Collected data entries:
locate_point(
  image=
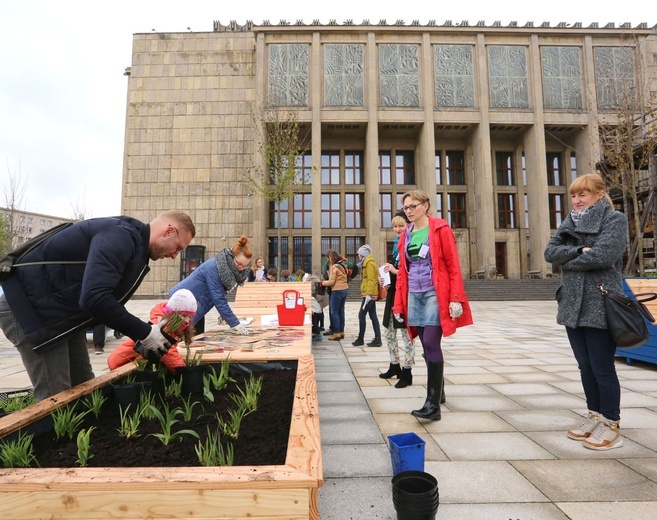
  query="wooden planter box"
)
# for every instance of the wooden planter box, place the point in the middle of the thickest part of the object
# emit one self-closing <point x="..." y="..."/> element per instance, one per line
<point x="647" y="352"/>
<point x="289" y="491"/>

What is required: Would you quote all of the items above verbatim, omitting the pictures?

Answer to the task:
locate_point(
  image=
  query="wooden planter box"
)
# for every instance of the wooden planter box, place the point in the middle of the thickest part of the object
# emit one self-closing <point x="..." y="..."/> element per instance, one per line
<point x="647" y="352"/>
<point x="289" y="491"/>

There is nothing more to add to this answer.